* _OBJECTIF A_
Relevez toutes les lignes de la liste ci-dessous qui contiennent la chaîne « stone », en tenant compte de la casse.

* _EXTRAIT FOURNI_
"""

Mexique : risques et opportunités

Par Risk & Ops | 4 mars 2025 | Actualités

Depuis l’élection de Claudia Sheinbaum en juin 2024, le Mexique connaît une transition politique marquée par des réformes majeures et la poursuite des politiques économiques initiées par son prédécesseur, Andrès Manuel Lopèz Obrador.

Quinzième puissance économique mondiale, le pays bénéficie d’une économie dynamique, soutenue par le "nearshoring", des accords commerciaux stratégiques et un fort potentiel d’investissement dans l’énergie, les infrastructures et l’industrie.

Malgré les défis liés à une forte criminalité dû aux Cartels et aux tensions commerciales avec les États-Unis, le Mexique reste une destination attractive pour les investisseurs, offrant stabilité macroéconomique, main-d'œuvre peu couteuse et des débouchés potentiellement importants vers l’Amérique du Nord.

Claudia Sheinbaum, candidate du parti Movimiento de Regeneracion Nacional (Morena) a remporté l'élection présidentielle le 2 juin 2024 avec près de 60 % des voix. Morena et ses alliés ont obtenu une majorité des deux tiers à la Chambre des députés. Ces élections n’ont pas été exemptes de tensions, donnant lieu à des contestations de la part de l’opposition. D'après Reuters, l'opposition a exprimé des plaintes, estimant que la coalition au pouvoir devrait disposer de moins de sièges à la Chambre des députés.

Au-delà de ces contestations, la victoire de Morena, le Mouvement régénération nationale, un parti politique mexicain issu du mouvement social, ouvre la voie aux vingt-trois réformes constitutionnelles que le chef de l’État sortant, Andrés Manuel López Obrado a laissé en héritage à la présidente actuelle. Parmi ces réformes figure un projet de refonte du pouvoir judiciaire, qui prévoit l’élection directe des juges, au nom de la lutte contre la corruption et les privilèges. Cette réforme a suscité des débats, notamment sur l'indépendance des institutions. Les États-Unis et le Canada craignent que cette réforme nuise à la confiance des investisseurs et menace la démocratie mexicaine. Ken Salazar ambassadeur des Etats-Unis au Mexique a par exemple déclaré que cette réforme pourrait « faciliter l’influence des cartels et d’acteurs malveillants sur des juges sans expertise ».

Parallèlement aux enjeux institutionnels, la période électorale a été marquée par une recrudescence de la violence, faisant de cette élection l’une des plus meurtrières de l’histoire récente du pays. Au total, selon les données publiques, il a été recensé 97 assassinats politiques, dont 37 candidats ou pré-candidats. Face à cette montée de la violence, le nouveau gouvernement annoncé des mesures pour lutter contre les cartels de la drogue, notamment l’augmentation des effectifs de la Garde Nationale à 130 000 membres en 2024.

Les grandes lignes du mandat de l’ancien président sont amenées à perdurer sous Claudia Sheinbaum avec la poursuite de l’augmentation du salaire minimum, des programmes sociaux et d’infrastructures et du soutien aux entreprises étatiques. Sur le plan social, l’égalité femmes-hommes et la protection des femmes contre les violences structurent le programme du nouveau gouvernement. Des objectifs environnementaux, comme la reforestation et l’extension des zones protégées sont également des points forts du programme.

"""

* _DONNÉES PRÉSENTÉES_
"""

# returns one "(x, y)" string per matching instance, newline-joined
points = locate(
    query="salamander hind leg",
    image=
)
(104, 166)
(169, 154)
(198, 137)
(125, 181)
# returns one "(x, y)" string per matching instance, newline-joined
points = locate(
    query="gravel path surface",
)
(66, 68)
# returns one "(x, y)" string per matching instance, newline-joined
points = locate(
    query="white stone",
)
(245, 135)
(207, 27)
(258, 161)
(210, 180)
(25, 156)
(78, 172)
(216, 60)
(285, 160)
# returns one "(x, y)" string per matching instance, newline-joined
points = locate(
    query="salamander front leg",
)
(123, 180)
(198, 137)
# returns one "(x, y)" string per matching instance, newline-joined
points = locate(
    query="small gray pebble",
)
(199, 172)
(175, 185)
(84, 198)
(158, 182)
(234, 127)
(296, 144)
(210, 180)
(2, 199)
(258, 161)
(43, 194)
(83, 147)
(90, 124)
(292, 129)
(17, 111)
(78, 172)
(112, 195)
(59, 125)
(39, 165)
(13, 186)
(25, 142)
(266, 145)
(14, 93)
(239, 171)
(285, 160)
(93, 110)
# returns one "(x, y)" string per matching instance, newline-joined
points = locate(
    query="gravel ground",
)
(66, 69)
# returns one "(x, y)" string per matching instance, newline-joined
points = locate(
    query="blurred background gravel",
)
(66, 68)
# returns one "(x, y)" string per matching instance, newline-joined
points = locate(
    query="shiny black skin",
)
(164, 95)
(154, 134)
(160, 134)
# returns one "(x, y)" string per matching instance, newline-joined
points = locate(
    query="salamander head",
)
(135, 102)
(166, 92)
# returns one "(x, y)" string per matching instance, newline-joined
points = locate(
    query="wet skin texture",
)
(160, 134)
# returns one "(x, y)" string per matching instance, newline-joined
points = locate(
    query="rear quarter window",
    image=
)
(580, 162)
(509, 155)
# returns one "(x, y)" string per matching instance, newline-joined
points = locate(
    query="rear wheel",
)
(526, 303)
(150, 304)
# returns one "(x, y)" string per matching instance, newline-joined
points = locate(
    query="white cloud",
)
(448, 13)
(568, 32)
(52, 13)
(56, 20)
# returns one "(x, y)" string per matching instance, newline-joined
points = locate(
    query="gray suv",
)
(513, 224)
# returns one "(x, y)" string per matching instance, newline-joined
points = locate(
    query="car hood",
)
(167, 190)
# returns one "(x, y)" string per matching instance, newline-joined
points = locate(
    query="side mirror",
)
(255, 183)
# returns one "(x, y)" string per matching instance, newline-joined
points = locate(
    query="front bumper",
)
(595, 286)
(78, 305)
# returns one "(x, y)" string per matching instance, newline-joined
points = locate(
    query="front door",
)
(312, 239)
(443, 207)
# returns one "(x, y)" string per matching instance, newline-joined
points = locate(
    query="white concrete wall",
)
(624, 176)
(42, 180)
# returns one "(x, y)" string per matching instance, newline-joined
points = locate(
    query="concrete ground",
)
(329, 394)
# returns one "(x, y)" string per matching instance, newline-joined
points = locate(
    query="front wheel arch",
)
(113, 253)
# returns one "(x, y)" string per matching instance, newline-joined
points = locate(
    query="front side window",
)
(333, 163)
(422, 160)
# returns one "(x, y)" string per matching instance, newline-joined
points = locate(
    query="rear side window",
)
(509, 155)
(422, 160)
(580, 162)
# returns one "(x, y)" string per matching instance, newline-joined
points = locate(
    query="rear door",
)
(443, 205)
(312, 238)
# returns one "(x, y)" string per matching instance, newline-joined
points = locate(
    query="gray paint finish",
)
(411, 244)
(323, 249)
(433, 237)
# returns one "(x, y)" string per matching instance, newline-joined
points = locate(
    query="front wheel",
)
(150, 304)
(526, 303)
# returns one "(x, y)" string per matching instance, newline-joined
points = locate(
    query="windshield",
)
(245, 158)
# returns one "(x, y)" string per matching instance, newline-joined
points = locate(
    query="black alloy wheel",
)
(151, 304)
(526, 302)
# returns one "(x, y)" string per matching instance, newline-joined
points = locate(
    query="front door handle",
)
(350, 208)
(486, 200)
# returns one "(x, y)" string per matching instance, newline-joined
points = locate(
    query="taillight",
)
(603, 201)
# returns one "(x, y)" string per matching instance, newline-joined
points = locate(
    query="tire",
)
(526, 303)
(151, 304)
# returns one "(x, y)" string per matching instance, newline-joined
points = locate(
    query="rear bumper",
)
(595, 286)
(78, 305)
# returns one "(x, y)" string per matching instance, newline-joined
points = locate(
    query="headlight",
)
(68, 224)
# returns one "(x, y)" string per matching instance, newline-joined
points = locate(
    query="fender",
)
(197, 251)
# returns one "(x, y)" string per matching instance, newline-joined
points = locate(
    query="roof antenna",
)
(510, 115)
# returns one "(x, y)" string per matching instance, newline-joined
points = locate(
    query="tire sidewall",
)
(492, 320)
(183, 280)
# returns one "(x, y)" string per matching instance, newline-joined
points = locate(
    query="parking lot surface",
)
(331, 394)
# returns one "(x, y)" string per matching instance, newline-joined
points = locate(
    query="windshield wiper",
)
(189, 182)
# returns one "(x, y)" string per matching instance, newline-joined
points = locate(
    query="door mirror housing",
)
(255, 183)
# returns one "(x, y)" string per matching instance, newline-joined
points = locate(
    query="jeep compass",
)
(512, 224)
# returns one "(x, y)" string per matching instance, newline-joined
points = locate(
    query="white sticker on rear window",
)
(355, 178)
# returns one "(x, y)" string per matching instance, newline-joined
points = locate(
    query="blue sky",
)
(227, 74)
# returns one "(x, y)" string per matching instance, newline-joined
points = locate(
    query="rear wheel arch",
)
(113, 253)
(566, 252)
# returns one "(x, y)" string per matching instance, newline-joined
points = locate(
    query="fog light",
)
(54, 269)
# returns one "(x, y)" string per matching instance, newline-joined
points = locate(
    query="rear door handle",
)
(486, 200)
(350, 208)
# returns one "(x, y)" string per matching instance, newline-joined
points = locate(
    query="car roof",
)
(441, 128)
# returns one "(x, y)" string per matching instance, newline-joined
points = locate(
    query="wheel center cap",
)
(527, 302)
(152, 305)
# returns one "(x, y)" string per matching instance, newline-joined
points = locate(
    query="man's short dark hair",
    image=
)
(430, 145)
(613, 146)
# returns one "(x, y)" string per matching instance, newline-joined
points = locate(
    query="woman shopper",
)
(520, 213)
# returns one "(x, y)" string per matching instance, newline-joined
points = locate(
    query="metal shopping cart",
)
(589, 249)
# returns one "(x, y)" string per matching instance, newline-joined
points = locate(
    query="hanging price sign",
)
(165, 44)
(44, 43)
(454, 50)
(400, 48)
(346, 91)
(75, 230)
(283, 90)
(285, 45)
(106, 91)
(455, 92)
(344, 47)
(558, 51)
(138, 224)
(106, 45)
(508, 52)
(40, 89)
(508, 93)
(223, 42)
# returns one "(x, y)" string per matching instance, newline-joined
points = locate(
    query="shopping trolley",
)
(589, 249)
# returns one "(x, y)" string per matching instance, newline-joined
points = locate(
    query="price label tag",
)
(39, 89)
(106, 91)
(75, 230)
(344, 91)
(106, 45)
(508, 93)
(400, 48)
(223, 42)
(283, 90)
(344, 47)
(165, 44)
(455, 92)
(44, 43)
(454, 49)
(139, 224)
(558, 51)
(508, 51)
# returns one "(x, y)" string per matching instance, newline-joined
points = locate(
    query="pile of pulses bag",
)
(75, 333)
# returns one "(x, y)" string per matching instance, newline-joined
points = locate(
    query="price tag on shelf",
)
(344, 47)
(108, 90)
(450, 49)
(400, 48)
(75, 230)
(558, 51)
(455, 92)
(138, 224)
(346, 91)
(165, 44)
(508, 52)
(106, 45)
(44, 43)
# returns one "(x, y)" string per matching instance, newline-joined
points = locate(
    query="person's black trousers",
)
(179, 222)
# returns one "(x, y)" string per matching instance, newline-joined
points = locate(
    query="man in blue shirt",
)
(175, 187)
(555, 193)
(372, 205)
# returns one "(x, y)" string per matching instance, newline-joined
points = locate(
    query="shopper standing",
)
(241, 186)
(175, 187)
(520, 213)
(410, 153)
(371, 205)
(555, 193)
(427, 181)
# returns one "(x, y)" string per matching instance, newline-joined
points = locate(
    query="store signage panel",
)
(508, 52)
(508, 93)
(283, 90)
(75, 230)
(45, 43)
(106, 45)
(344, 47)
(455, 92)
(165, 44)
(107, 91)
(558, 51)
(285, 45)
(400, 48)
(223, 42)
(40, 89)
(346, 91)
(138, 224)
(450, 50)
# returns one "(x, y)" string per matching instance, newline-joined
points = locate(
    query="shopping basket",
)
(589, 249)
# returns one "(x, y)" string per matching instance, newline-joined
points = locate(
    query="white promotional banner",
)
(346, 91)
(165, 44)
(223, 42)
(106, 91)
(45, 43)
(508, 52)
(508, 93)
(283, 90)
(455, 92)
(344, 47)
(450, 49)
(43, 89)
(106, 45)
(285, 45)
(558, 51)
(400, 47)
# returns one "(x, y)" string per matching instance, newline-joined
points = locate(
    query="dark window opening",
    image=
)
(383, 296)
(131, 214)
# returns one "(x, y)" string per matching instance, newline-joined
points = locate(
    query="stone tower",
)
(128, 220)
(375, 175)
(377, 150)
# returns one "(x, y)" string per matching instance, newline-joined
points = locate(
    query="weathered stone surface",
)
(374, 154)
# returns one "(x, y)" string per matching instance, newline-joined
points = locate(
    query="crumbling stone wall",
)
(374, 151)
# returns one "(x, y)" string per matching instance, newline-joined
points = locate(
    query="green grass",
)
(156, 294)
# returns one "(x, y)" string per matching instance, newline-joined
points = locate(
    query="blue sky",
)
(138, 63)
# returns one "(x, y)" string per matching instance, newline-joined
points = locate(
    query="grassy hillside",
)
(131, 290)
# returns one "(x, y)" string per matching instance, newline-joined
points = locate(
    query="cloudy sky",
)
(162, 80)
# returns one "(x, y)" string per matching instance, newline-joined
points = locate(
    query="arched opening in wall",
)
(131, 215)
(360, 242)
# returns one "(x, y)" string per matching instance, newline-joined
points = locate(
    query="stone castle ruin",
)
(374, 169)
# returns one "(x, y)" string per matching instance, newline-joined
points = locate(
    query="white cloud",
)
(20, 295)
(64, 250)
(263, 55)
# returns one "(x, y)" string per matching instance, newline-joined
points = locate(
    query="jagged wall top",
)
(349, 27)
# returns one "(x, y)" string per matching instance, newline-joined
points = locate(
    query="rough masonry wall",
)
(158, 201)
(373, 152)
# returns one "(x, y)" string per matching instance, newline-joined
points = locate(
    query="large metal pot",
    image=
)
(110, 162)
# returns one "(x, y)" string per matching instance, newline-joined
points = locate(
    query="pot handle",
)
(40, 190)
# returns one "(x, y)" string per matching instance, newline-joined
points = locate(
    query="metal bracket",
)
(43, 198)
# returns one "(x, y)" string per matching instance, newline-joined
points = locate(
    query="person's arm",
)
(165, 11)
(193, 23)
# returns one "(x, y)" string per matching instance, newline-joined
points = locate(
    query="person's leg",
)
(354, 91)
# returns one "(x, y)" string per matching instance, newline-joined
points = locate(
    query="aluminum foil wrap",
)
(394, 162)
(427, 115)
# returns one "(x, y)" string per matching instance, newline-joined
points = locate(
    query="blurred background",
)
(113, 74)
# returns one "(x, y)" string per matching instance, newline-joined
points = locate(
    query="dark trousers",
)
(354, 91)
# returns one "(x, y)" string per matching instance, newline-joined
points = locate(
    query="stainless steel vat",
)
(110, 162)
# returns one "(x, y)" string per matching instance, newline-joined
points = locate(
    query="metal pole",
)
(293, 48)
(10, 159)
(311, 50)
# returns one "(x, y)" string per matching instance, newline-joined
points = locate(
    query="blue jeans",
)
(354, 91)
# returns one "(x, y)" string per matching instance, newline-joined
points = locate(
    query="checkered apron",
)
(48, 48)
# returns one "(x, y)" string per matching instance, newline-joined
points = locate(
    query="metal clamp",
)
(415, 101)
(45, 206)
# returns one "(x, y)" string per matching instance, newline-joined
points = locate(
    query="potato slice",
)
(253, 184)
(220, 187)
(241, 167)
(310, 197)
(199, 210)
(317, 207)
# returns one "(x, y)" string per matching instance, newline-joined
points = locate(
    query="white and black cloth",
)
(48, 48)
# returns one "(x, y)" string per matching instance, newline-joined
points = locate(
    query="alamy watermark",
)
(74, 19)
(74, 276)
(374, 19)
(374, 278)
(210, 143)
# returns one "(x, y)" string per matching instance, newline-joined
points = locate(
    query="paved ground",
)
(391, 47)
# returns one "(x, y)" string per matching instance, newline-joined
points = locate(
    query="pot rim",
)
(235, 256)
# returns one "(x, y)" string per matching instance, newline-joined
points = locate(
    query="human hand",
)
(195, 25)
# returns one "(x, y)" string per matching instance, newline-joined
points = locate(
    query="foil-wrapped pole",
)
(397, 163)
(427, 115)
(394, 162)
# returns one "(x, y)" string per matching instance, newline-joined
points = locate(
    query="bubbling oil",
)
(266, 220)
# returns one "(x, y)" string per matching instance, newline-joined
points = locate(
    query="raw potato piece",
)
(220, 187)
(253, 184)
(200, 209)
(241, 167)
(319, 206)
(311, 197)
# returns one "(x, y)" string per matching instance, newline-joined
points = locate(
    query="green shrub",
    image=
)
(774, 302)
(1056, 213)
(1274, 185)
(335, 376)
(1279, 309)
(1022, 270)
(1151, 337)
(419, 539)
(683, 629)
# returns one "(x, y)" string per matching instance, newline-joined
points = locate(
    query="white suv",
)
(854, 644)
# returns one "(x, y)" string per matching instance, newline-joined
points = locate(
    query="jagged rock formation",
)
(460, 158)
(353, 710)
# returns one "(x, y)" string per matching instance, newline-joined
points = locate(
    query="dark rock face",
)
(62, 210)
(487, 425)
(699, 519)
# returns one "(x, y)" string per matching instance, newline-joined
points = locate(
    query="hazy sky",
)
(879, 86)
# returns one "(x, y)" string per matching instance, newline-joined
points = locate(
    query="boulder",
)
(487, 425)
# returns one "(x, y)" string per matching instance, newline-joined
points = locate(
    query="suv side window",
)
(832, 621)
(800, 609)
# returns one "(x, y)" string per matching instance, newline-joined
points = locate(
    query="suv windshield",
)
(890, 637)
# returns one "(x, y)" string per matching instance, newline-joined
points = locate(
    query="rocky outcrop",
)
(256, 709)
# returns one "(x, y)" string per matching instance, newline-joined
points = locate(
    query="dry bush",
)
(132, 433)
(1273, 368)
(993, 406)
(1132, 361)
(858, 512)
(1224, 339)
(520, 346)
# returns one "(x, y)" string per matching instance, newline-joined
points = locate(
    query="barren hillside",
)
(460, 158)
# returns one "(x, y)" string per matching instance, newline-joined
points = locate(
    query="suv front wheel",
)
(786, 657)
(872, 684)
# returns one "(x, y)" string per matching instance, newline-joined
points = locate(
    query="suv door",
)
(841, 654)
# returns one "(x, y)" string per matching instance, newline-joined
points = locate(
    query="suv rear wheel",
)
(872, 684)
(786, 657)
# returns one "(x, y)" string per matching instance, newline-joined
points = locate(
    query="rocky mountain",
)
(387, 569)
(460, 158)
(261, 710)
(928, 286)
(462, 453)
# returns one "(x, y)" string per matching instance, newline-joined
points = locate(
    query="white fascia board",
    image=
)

"""

* _OBJECTIF B_
Reprenez le fil de l'article sur le Mexique et prolongez-le à partir de sa dernière phrase.

* _RÉPONSE RÉDIGÉE A_
    query="white stone",
    query="stone tower",
    query="weathered stone surface",
    query="crumbling stone wall",
    query="stone castle ruin",

* _RÉPONSE RÉDIGÉE B_
Concernant les politiques économiques, depuis 2012, le Mexique a entrepris de nombreuses réformes macroéconomiques et structurelles qui ont apporté des progrès majeurs par exemple dans les domaines de l’éducation, de l’aide sociale, de l’énergie et des télécommunications.

Le nouveau gouvernement se déclare enclin à soutenir la souveraineté alimentaire, le maintien des services publics, la régulation des prix de l’énergie et de l’électricité. De plus, Mme Sheinbaum affiche une ambition forte en matière d’investissement dans les énergies renouvelables, dans de nouvelles infrastructures ferroviaires, routières, aéroportuaires, ainsi que la construction de nouvelles raffineries pétrolières.

Selon les données de la Banque Mondiale, en 2023, le Mexique était la 15ᵉ économie mondiale en termes de PIB nominal. L'économie mexicaine a enregistré une croissance de 3,2 % cette année-là. Les chiffres récents de la plateforme « Trading Economics » montrent que l'inflation en janvier 2025 était de 3,59 %. La tendance de 2024 et début 2025 semble donc indiquer une croissance économique lente mais stable, avec un léger recul de l'inflation (-1 %) et une légère croissance du PIB de 0,6 %. 

 

Les indicateurs économiques en 2023 étaient encourageants :

 

Indicateur

Valeur en 2023

PIB par habitant

12 174 euros

Taux de chômage

2,8 %, soit 3,612 millions

Population totale

Environ 129 millions d’habitants

Investissements étrangers directs

1,7 % du PIB

Dette publique

6 111,64 milliards d’euros (45,3 % du PIB)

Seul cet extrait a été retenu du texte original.